# [DATA FOR ANALYSIS]
***

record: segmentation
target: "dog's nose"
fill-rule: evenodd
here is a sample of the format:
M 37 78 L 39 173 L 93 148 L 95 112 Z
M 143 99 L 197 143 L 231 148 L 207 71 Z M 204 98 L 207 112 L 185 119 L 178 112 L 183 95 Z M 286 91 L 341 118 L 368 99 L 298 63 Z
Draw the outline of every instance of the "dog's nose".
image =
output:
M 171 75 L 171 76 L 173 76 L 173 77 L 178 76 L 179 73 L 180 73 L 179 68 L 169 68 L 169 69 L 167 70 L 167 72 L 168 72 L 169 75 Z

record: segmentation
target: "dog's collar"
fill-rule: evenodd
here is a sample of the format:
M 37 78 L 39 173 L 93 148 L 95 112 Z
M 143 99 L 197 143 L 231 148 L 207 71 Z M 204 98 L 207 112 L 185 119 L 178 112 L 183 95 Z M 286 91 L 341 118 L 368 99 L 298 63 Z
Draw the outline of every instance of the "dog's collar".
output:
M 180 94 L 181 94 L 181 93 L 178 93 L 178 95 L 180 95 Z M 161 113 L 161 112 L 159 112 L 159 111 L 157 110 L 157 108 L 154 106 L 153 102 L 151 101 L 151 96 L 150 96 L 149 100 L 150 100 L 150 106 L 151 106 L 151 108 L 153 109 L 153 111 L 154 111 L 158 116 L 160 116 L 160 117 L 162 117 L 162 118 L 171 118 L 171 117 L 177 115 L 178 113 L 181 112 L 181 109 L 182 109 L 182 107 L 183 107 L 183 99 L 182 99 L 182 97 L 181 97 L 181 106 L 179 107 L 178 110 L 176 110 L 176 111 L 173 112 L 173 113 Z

***

# [TASK]
Copy each line in the entries above where "instance" turns up.

# [EXERCISE OUTPUT]
Draw the outline of every instance of the "dog's nose".
Draw the outline of every instance of the "dog's collar".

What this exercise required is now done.